## START Passage to read

That duplicate space is due to the repetition of the string in the linesMap andlinesOrdered

LinesMap: = make(map[string]int)
LinesOrdered: = []string{}

To avoid that waste (e.g. a huge input stream) in the #27 I used three maps, but see that in only one inputMap of these We have the real string. The other two lineNumsMap lineMap works as pointers to the main map. I realized that we do not need an extra ordered list if we have a map with key int (line) and value pointing to the actual string.

InputMap: = make(map[string] *string)
LineNumsMap: = make(map[*string] []int)
LineMap: = make(map[int] *string)

You can tell me if their names (maps) reflect what they represent, I do not know.

Using that approach we can fill only one map with unique strings. I still have to think how to assure the allocation of the maps in the heap.

Things need to be changed, of course, let me know what you think.

first:

package main

import (
    "bufio"
    "io"
    "os"
)

type options struct {
    printDuplicates bool
    printEmptyLines bool
    stringDelimiter byte
}

func scanLines(input *os.File, opts options) (map[string]int, []string) {
    linesMap := make(map[string]int)
    linesOrdered := []string{}
    reader := bufio.NewReader(input)

    for {
        line, err := reader.ReadBytes(opts.stringDelimiter)
        if err == io.EOF {
            break
        }
        lineStr := string(line)
        linesOrdered = append(linesOrdered, lineStr)
        linesMap[lineStr]++
    }

    return linesMap, linesOrdered
}

func writeStdout(line string) {
    _, err := os.Stdout.WriteString(line)
    if err != nil {
        // what to do?
        os.Exit(1)
    }
}

func printLines(linesMap map[string]int, linesOrdered []string, opts options) {
    for _, line := range linesOrdered {
        if linesMap[line] == 0 {
            continue
        }
        if opts.printEmptyLines && line == string(opts.stringDelimiter) {
            writeStdout(line)
            continue
        }
        if opts.printDuplicates {
            if linesMap[line] < 2 {
                goto discardAndContinue
            }
        } else if linesMap[line] != 1 {
            goto discardAndContinue
        }
        writeStdout(line)
    discardAndContinue:
        linesMap[line] = 0
    }
}

func parseArgs(args []string) options {
    var opts options
    opts.stringDelimiter = byte('\n')

    for _, opt := range args[1:] {
        switch opt {
        case "-dup":
            opts.printDuplicates = true
        case "-empty":
            opts.printEmptyLines = true
        case "-nul":
            opts.stringDelimiter = 0x00
        default:
            writeStdout("Usage:\n")

## END Passage to read

- **Your instructions**
Edit the forum post about duplicate lines from "LinesMap: = make(map[string]int)" to "InputMap: = make(map[string] *string)", putting "ordered slice" wherever "ordered list" appears.

## START Supplied information

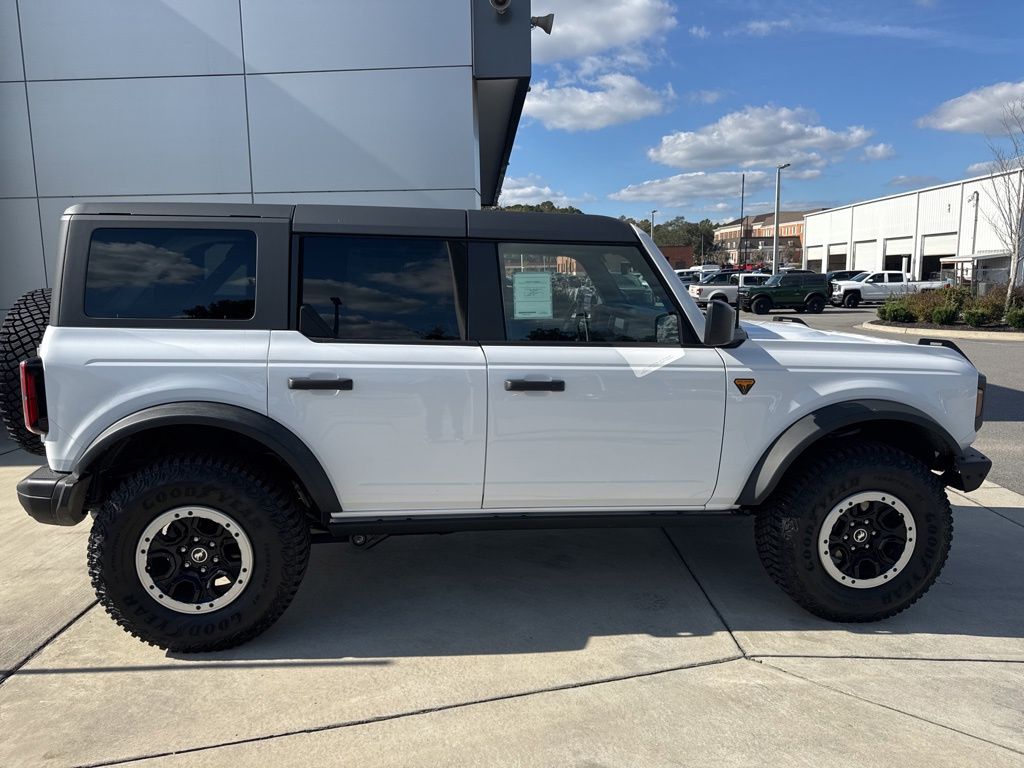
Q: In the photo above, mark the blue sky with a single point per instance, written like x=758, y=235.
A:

## END Supplied information

- **Solution below**
LinesMap: = make(map[string]int)
LinesOrdered: = []string{}

To avoid that waste (e.g. a huge input stream) in the #27 I used three maps, but see that in only one inputMap of these We have the real string. The other two lineNumsMap lineMap works as pointers to the main map. I realized that we do not need an extra ordered slice if we have a map with key int (line) and value pointing to the actual string.

InputMap: = make(map[string] *string)